──────── Vorliegender Textauszug

Tatsächlich können sich die Summen, die der Stadtverwaltung Roms für korrupte Zwecke vorenthalten wurden - ein paar Zehntausend Euro hier, ein paar Hunderttausend Euro dort -, nicht mit den vielen Millionen messen, die bei der Vergabe der Aufträge für die Weltausstellung in Mailand oder für den Bau des hydraulischen Damms vor Venedig beiseitegeschafft worden sein sollen. Um so wirkungsvoller für den Ruf der "Mafia Capitale" war dagegen die Beteiligung Massimo Carminatis: Diesem Mann glaubte man den großen Mafioso, so oft, wie er nicht nur mit der Mafia, sondern auch mit rechtsradikalen Geheimbünden und dem entsprechenden Terrorismus unter Andreotti in Verbindung gebracht wurde. Und dazu passte, dass er bei einer Schießerei mit der Polizei ein Auge verloren hatte und seitdem der "Einäugige" oder der "Pirat" genannt wird. Nach der Verhaftung fand die Polizei Werke von Jackson Pollock und Andy Warhol in Massimo Carminatis Wohnung. Allein schon sein Gesicht ließ eine Vision von Mafia plausibel erscheinen. Dagegen half es auch nicht, dass er während des Verfahrens die vermutlich von ihm betreuten Absprachen zwischen Stadtverwaltung und Geschäftsleuten als "Mafia von der Tankstelle" ("mafia del benzinaro", es gab diese Tankstelle tatsächlich) bezeichnete.

────────────────

§ **Verständnis prüfen**:
A – Beantworte diese Fragen zum Textauszug über die „Mafia Capitale“:
(i) Bei welchen beiden Auftragsvergaben sollen viele Millionen beiseitegeschafft worden sein?
(ii) Wie wird Massimo Carminati genannt, seit er bei einer Schießerei ein Auge verlor?
(iii) Werke welcher Künstler fand die Polizei nach der Verhaftung in seiner Wohnung?
B – Wie geht der Textauszug über die „Mafia Capitale“ weiter? Schreibe ihn im gleichen Stil fort und beginne nach seinem letzten Satz.

──────── Zu prüfende Daten

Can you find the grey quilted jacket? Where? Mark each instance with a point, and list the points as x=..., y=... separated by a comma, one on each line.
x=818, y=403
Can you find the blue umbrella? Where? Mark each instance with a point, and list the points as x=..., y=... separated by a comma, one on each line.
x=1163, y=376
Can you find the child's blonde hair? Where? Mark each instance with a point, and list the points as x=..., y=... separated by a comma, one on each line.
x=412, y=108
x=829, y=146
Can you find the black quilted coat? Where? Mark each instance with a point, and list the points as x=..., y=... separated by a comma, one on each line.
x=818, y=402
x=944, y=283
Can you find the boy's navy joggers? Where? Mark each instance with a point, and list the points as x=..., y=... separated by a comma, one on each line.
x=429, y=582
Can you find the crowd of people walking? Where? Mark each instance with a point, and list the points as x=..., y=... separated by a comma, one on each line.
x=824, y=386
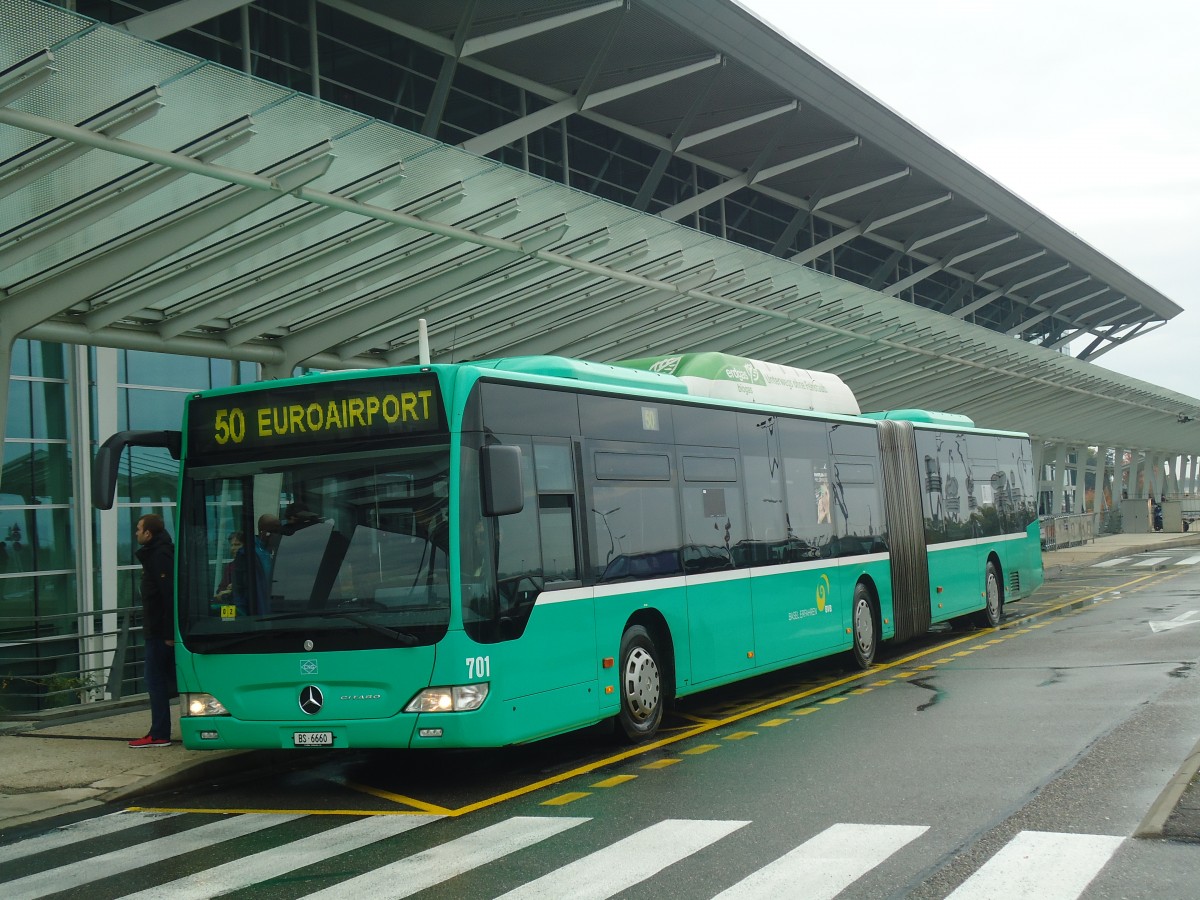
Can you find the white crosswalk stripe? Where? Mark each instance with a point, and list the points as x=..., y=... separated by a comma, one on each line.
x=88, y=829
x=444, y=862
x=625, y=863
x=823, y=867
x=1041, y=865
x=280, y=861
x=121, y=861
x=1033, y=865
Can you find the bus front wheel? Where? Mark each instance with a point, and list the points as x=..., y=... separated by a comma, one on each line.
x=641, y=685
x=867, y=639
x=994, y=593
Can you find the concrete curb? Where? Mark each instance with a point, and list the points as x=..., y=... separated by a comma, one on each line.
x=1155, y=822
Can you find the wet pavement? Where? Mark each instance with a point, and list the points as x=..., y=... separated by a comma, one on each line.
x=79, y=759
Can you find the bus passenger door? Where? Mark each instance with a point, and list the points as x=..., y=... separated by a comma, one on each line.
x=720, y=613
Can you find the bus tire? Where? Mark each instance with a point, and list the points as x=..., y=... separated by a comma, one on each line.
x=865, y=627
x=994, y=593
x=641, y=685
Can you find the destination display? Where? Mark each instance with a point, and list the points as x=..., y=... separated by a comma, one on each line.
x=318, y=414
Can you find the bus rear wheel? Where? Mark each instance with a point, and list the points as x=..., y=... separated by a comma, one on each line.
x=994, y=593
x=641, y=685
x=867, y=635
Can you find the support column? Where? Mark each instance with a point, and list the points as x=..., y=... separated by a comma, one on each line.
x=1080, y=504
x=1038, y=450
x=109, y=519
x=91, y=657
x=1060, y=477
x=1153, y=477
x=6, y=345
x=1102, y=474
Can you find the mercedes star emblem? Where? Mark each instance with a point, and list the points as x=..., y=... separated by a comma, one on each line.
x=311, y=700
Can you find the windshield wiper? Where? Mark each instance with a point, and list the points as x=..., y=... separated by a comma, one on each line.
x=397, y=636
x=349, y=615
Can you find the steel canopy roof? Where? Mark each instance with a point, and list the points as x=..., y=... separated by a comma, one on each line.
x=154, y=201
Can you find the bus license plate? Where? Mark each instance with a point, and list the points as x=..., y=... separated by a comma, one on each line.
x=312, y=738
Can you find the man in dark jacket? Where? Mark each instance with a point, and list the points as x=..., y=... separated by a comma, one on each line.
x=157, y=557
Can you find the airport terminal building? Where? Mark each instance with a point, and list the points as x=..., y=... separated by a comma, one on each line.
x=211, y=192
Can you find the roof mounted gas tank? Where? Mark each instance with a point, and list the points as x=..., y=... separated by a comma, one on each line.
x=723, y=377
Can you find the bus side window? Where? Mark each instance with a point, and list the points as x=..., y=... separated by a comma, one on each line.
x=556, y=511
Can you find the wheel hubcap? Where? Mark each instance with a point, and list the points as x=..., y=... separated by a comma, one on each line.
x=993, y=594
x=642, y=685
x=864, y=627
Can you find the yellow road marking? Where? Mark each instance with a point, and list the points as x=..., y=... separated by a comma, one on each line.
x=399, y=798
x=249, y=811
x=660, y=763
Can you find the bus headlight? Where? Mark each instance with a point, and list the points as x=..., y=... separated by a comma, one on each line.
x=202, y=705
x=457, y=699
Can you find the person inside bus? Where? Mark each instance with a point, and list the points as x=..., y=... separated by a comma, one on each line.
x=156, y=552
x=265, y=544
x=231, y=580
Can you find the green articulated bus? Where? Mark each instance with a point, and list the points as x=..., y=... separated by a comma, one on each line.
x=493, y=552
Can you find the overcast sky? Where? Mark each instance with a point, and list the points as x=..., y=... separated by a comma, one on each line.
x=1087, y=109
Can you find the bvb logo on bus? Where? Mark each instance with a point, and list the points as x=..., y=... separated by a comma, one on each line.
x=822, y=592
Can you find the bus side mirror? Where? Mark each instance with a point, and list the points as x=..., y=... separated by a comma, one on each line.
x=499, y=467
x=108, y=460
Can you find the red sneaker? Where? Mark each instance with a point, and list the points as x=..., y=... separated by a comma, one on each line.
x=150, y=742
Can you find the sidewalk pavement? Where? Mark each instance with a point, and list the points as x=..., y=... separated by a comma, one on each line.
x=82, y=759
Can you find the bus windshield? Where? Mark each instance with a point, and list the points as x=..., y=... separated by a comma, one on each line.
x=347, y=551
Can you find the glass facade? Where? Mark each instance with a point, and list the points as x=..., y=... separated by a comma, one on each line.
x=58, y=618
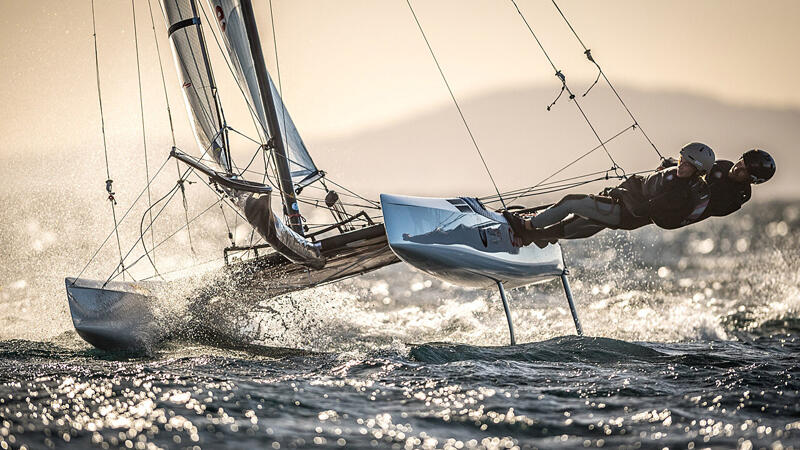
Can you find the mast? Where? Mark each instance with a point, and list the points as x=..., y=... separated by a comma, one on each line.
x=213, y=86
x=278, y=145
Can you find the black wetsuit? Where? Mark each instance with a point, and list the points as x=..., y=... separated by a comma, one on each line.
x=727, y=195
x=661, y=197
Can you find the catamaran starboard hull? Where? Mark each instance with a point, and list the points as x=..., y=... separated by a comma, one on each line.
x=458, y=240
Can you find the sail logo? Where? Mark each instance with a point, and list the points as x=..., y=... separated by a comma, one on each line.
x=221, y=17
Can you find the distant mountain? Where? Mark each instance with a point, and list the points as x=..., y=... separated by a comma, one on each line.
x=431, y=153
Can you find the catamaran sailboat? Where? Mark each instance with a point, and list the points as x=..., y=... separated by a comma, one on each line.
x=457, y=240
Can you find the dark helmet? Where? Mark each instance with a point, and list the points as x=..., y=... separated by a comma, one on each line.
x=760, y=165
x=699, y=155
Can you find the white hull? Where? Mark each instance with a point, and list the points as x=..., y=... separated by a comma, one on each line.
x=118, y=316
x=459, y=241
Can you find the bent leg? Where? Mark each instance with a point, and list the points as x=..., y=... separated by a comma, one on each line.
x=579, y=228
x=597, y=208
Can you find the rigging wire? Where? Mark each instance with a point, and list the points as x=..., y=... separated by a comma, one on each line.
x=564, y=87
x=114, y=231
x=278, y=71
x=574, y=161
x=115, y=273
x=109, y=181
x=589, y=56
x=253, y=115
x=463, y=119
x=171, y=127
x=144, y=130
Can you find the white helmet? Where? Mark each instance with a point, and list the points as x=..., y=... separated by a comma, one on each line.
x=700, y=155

────────────────
──────── Zu prüfende Daten

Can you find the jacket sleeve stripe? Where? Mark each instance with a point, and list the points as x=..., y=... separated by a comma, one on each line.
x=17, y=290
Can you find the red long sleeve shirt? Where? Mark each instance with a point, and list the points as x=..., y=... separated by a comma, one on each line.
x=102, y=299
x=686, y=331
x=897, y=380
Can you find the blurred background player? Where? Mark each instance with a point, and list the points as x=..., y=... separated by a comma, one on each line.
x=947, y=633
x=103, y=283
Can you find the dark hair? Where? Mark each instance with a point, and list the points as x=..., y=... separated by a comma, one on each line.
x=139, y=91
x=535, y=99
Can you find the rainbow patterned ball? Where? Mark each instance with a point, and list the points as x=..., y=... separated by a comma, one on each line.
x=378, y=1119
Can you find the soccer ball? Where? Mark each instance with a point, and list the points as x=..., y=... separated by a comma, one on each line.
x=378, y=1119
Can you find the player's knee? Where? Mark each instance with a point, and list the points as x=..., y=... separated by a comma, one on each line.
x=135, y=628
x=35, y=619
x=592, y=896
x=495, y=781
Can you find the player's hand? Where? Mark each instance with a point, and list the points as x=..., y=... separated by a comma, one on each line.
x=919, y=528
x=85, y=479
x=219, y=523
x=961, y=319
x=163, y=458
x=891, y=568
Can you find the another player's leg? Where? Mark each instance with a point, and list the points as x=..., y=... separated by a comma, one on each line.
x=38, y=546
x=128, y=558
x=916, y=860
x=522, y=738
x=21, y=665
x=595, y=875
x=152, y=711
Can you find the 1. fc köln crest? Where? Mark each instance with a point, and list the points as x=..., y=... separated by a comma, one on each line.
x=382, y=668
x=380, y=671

────────────────
──────── Zu prüfende Daten

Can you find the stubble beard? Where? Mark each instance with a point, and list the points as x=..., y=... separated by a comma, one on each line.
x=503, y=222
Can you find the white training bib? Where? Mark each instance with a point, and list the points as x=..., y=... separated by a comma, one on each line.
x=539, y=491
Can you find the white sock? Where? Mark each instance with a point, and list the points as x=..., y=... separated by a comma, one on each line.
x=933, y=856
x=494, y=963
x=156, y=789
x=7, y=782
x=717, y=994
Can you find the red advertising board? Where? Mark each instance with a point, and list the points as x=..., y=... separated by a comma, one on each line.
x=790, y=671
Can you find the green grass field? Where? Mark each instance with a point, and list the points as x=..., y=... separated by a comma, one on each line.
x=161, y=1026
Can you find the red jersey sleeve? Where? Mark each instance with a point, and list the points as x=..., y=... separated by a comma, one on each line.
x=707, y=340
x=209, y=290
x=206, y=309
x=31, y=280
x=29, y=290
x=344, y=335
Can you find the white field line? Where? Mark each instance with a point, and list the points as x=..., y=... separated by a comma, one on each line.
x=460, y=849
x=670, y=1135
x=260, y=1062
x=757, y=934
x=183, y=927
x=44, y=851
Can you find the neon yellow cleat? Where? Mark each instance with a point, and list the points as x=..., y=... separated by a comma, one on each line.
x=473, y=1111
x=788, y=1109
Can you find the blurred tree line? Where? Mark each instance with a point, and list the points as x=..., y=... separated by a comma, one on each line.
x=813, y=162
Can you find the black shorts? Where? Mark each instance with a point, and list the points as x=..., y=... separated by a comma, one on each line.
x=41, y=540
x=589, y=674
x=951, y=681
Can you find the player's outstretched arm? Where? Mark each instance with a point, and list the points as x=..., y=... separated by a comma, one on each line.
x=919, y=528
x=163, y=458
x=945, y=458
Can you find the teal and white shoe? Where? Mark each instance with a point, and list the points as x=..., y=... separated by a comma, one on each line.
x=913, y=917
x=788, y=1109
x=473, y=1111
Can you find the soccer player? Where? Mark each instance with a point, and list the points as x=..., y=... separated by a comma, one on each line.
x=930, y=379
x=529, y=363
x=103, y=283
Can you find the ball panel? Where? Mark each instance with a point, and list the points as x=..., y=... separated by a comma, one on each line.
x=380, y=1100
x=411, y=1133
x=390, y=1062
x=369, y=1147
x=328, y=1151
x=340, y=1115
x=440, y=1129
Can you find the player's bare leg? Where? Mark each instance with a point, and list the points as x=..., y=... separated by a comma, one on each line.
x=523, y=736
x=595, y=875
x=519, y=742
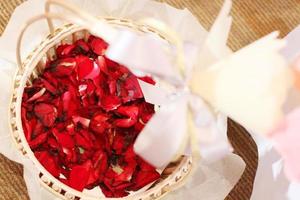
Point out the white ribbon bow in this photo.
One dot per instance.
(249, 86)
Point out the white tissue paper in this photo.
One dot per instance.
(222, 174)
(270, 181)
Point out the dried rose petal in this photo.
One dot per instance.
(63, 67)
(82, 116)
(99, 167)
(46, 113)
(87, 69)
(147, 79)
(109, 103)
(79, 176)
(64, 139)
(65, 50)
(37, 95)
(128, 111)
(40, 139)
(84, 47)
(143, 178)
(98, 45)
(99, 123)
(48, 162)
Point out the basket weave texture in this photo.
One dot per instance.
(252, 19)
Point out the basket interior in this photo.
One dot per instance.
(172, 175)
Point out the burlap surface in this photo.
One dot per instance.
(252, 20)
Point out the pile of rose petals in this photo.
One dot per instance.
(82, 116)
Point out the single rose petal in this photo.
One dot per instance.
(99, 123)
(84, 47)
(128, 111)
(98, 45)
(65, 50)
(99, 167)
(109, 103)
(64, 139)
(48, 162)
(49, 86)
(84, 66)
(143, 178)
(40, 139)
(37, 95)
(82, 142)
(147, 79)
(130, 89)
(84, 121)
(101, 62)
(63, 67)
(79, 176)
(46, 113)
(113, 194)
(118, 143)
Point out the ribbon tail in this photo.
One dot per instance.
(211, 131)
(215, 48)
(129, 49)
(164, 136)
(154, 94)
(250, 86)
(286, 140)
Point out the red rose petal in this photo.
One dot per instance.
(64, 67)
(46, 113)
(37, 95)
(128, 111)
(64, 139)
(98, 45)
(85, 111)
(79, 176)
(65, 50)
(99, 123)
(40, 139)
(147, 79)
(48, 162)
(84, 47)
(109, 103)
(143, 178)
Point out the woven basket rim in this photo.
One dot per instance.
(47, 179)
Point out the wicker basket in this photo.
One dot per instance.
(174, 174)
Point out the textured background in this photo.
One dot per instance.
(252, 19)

────────────────

§ **Erwartete Antworten**:
A –
(i) Bei der Vergabe der Aufträge für die Weltausstellung in Mailand und für den Bau des hydraulischen Damms vor Venedig.
(ii) Der „Einäugige“ oder der „Pirat“.
(iii) Werke von Jackson Pollock und Andy Warhol.

B –
Es wäre für Italien, für Rom und auch für Virginia Raggi, die seit gut einem Jahr regierende Bürgermeisterin der Stadt von der Bewegung Fünf Sterne, einfacher gewesen, hätte es sich bei den Machenschaften tatsächlich um mafiöse Aktivitäten in großem Maßstab gehandelt. An die Stelle einer abgrundtief bösen und undurchschaubaren Macht tritt nun eine "gewöhnliche, banale Assoziation von Leuten, die die Hand aufhalten" ("trafficoni", Flavia Perina). Hinter der Maske des großen Verbrechens, so wie es historisch und national verbürgt zu sein scheint, kommt der Alltag einer mehr oder minder korrupten Bürokratie zum Vorschein - einer öffentlichen Verwaltung, deren langsame und schwierige Routinen man durch einen persönlichen Zugang zu überwinden trachtet, das übliche Klientelwesen, die "Freundschaften" und die informellen Kartellbildungen, so wie es sie keineswegs nur in Italien gibt. Der Umstand, dass Salvatore Buzzi in einem von der Polizei abgehörten Telefongespräch sagte, die Unterbringung von Migranten sei lohnender als der Drogenhandel, erscheint unter diesen Voraussetzungen womöglich weniger als Auskunft zur Sache denn als Angeberei eines Menschen, der solche Auftritte nötig hat.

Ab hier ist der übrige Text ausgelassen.